WHAT TO PRODUCE ▸
Please give back only the lines below from the one containing "Query: light switch plate" to the one containing "example = [(18, 755)]", each repeated word for word, both ends included.

(Data excerpts)
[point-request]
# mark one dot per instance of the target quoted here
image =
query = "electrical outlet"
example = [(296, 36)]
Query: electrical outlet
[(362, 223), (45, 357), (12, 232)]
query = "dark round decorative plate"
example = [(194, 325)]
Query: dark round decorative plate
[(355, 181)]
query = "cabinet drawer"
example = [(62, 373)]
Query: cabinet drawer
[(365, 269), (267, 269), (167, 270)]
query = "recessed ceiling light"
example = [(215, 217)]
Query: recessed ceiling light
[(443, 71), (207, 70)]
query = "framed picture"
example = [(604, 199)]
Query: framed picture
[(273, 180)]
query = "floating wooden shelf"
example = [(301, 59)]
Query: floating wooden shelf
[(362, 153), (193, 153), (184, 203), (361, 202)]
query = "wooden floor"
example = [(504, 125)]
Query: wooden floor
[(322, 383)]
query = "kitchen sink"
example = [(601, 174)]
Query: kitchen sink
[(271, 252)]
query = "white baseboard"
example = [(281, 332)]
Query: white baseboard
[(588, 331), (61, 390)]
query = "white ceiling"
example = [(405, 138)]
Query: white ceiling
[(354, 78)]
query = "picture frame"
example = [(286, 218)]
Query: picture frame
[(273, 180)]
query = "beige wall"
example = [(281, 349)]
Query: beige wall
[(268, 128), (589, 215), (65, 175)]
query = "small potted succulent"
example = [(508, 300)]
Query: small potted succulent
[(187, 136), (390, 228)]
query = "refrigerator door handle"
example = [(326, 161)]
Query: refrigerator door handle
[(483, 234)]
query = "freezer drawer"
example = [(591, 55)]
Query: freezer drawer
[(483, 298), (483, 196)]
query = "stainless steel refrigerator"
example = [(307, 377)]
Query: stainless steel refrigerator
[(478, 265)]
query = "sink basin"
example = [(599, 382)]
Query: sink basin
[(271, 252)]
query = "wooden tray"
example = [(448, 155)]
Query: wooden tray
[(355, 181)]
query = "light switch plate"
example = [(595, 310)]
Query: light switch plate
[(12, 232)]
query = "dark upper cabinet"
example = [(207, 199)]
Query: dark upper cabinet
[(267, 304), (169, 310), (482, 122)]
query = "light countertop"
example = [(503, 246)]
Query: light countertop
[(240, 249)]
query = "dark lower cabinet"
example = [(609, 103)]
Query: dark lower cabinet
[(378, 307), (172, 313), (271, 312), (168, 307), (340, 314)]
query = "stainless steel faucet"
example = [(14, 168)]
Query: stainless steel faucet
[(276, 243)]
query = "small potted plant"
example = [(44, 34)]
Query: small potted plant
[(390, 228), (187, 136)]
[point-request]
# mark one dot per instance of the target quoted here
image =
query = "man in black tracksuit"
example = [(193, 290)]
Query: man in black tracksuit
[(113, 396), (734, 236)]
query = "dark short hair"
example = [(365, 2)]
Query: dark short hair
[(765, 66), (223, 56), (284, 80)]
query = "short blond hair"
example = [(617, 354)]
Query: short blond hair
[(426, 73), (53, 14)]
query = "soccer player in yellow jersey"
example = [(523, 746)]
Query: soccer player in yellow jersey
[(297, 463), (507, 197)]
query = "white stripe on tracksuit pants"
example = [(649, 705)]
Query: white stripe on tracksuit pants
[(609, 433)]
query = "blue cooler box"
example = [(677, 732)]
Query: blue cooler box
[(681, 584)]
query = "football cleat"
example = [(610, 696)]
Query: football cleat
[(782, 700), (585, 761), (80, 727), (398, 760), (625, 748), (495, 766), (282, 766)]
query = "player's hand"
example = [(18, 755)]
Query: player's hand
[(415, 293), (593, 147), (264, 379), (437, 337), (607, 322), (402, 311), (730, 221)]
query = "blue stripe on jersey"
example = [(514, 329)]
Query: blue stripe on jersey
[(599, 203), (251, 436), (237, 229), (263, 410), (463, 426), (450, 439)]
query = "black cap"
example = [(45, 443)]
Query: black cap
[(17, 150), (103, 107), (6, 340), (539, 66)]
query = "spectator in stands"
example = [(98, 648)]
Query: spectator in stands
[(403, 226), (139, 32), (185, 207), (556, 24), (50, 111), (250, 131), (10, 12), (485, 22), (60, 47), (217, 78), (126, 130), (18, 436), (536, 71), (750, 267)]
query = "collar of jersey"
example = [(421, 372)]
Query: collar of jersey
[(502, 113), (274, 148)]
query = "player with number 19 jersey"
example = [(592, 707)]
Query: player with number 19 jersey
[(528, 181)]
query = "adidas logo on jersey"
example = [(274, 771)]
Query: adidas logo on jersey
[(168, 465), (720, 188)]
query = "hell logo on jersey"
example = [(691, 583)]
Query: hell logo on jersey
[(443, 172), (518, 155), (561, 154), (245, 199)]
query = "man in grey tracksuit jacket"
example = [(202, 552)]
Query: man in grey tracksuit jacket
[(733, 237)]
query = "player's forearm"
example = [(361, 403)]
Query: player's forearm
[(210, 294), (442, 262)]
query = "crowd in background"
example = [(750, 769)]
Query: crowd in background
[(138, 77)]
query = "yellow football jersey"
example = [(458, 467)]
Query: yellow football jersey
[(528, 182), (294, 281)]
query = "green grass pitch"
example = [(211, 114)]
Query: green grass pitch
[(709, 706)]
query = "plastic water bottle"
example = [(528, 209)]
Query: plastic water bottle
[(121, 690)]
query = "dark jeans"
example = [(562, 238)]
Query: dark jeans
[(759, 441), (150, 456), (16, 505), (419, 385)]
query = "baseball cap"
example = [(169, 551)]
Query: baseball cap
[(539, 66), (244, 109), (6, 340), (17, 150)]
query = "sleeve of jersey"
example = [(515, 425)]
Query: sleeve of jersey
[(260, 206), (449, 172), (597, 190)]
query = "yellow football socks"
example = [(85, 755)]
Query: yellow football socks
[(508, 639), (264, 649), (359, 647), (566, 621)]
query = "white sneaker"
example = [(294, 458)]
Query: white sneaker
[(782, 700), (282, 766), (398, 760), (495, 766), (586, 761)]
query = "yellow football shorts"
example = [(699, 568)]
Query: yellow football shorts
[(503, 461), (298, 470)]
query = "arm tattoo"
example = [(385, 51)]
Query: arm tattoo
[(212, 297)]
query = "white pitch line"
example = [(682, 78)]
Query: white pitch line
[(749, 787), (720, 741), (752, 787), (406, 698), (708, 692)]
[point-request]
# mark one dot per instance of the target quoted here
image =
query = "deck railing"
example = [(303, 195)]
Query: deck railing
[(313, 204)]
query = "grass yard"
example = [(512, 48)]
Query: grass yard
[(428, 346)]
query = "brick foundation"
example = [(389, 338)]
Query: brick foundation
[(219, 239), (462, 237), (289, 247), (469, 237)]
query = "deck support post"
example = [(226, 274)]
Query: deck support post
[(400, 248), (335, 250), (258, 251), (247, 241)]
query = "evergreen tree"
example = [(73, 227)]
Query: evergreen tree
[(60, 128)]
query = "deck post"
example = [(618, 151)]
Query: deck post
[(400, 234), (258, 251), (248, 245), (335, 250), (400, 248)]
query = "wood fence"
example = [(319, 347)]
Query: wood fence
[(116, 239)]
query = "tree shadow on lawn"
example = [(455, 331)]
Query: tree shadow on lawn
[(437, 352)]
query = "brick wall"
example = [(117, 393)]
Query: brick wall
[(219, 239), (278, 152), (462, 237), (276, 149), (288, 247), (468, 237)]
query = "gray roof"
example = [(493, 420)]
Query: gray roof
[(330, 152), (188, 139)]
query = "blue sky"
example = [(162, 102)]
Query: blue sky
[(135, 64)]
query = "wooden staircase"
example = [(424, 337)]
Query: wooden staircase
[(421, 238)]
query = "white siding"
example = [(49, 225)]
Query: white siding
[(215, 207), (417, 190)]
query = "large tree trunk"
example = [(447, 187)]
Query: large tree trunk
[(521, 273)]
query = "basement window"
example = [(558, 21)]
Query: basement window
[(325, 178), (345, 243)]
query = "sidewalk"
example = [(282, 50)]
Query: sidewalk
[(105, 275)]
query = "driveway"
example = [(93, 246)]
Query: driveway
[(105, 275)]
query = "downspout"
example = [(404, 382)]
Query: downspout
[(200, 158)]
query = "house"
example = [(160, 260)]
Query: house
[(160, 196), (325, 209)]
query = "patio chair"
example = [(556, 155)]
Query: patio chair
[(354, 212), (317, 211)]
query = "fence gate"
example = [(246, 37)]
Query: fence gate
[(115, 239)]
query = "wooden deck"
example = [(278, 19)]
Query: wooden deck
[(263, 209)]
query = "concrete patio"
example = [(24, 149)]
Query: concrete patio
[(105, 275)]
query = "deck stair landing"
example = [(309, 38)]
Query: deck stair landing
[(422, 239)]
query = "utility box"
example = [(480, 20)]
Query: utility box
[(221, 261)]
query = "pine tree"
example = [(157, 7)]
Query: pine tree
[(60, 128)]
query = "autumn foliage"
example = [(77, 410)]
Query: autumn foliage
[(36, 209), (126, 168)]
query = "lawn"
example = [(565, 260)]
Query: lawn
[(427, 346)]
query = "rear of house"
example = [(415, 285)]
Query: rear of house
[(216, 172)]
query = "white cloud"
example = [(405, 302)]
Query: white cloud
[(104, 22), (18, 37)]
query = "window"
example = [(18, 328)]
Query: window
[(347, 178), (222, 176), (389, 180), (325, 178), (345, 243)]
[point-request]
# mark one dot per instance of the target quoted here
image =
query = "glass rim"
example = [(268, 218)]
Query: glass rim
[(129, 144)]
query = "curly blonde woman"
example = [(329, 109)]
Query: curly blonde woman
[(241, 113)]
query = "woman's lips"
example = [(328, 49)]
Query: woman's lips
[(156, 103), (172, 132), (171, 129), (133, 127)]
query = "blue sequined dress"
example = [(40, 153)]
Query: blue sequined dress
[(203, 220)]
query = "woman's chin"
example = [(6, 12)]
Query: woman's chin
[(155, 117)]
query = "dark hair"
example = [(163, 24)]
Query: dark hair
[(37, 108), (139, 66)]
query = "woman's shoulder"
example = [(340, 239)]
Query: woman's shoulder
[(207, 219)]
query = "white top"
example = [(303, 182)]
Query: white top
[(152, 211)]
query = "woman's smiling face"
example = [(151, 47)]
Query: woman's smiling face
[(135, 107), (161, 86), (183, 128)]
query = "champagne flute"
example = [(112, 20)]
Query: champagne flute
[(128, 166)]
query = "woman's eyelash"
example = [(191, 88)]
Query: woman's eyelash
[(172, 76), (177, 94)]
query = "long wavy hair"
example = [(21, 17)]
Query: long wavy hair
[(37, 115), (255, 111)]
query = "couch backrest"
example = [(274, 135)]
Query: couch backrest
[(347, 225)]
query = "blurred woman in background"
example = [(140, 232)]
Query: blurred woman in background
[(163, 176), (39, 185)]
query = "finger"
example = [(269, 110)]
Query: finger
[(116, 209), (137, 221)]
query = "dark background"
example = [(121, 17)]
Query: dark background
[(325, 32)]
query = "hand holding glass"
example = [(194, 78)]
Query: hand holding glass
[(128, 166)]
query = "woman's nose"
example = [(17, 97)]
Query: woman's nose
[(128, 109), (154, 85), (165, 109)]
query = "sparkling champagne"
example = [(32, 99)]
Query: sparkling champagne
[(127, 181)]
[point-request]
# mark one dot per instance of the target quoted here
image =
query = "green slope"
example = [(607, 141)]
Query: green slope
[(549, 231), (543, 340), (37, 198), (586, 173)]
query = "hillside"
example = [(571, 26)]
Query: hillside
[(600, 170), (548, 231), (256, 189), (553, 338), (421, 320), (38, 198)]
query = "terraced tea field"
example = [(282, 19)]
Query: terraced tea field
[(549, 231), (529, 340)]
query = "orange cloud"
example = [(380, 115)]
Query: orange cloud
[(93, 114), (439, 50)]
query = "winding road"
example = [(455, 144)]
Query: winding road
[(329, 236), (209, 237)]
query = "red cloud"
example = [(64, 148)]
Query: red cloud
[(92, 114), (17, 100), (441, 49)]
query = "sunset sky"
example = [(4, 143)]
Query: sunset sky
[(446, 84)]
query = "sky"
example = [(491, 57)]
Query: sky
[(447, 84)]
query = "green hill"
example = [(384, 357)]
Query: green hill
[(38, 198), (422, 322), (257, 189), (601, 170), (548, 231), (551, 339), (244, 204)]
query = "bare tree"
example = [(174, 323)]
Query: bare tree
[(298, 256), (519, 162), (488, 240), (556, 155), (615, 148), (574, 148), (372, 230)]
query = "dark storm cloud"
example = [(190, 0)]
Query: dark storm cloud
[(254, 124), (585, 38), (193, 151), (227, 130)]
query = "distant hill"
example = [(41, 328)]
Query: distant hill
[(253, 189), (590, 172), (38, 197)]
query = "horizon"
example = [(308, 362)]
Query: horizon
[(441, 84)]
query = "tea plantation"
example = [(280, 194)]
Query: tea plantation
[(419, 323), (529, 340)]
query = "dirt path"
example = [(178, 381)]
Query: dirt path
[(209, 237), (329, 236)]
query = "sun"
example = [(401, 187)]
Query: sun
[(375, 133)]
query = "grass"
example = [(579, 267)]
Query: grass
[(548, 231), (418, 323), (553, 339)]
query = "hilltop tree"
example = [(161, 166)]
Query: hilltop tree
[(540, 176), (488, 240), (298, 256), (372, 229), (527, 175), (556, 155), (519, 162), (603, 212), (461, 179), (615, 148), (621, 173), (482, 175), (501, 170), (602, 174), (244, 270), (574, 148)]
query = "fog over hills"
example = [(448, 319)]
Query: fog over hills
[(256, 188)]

REPLY TO THE TASK ▸
Query: light switch plate
[(12, 232)]
query = "dark upper cabinet"
example = [(207, 199)]
Query: dark upper cabinet
[(267, 304), (169, 310), (482, 122)]
query = "light countertop"
example = [(503, 246)]
Query: light countertop
[(240, 249)]
query = "dark lower cabinet"
example = [(609, 103)]
Query: dark lower cabinet
[(378, 307), (172, 313), (271, 312), (168, 307), (340, 314)]
query = "stainless steel faucet"
example = [(14, 168)]
Query: stainless steel faucet
[(276, 243)]
query = "small potted plant"
example = [(44, 34)]
Query: small potted plant
[(390, 228), (187, 136)]
[point-request]
# mark one dot per instance of the target quoted here
image =
query = "man in black tracksuit"
example = [(193, 290)]
Query: man in black tracksuit
[(113, 396), (734, 236)]
query = "dark short hair"
example = [(365, 2)]
Query: dark short hair
[(765, 66), (223, 56), (284, 80)]
query = "short blond hair"
example = [(617, 354)]
Query: short blond hair
[(426, 73), (53, 14)]
query = "soccer player in yellow jersey"
example = [(523, 746)]
Query: soccer player in yellow jersey
[(297, 463), (507, 197)]
query = "white stripe on tracksuit pants"
example = [(649, 705)]
Query: white stripe on tracksuit pants
[(609, 433)]
query = "blue cooler box"
example = [(677, 732)]
Query: blue cooler box
[(681, 584)]
query = "football cleat"
example = [(610, 696)]
Query: football cleat
[(782, 700), (585, 761), (80, 727), (398, 760), (625, 748), (495, 766), (282, 766)]
query = "player's hand"
example = [(18, 755)]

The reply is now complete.